Given request:
Collect each line of the following records that contains the string "below". Letter case counts.

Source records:
[start]
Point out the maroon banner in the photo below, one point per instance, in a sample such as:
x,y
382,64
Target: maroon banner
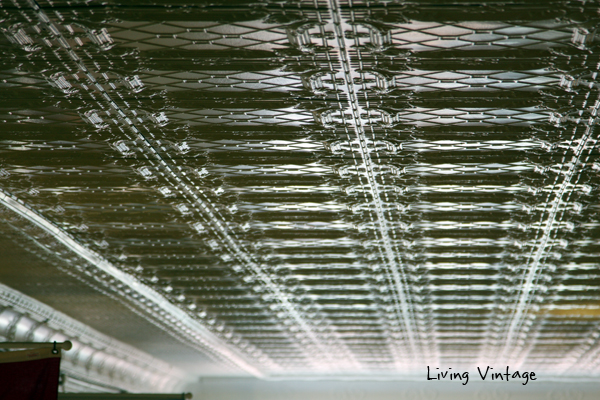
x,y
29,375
[end]
[start]
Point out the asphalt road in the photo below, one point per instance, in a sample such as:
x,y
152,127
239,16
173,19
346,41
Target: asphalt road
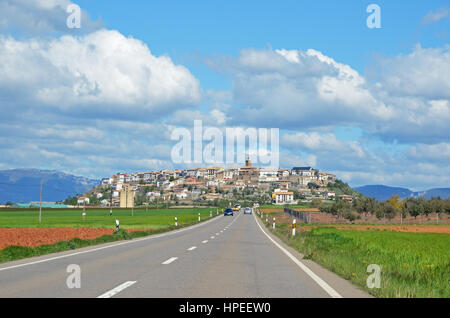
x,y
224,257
[end]
Task answer:
Point out the maroon banner in the photo below, one point per instance, in a sample such as:
Point out the asphalt road in the photo below, one point per instance, in a sample such as:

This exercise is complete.